Return the entries below verbatim, starting at the line that contains "of the young" and continuing through the final line of the entries.

- - - - - - -

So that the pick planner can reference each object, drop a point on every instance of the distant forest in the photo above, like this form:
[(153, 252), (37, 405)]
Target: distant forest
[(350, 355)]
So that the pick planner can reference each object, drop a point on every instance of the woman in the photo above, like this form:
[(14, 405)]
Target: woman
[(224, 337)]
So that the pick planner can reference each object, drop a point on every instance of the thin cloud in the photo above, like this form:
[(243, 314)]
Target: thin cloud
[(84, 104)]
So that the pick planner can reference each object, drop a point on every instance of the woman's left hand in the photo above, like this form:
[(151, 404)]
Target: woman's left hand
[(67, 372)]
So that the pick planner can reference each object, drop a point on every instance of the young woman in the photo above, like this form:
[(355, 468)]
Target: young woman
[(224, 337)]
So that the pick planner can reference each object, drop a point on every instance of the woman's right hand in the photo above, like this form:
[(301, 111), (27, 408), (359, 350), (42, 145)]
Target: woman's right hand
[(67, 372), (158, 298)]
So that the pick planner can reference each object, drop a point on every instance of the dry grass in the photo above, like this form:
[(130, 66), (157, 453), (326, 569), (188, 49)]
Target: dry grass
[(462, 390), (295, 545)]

- - - - - - -

## Output of the exercise
So that the pick planner can reference each object, drop a point on every instance of the young woman in the photo above, like this form:
[(355, 468)]
Target: young woman
[(224, 337)]
So that the pick planner can reference each object, drop a point on every instance of the woman's right hand in the photo above, like this form:
[(301, 111), (27, 408), (359, 350), (42, 145)]
Target: woman's right hand
[(67, 372), (158, 298)]
So that the pick planner can reference each object, drop a point on every instance of the dry grass in the photo above, like this form:
[(130, 66), (157, 453), (326, 569), (188, 49)]
Target: dry grass
[(462, 390), (295, 545)]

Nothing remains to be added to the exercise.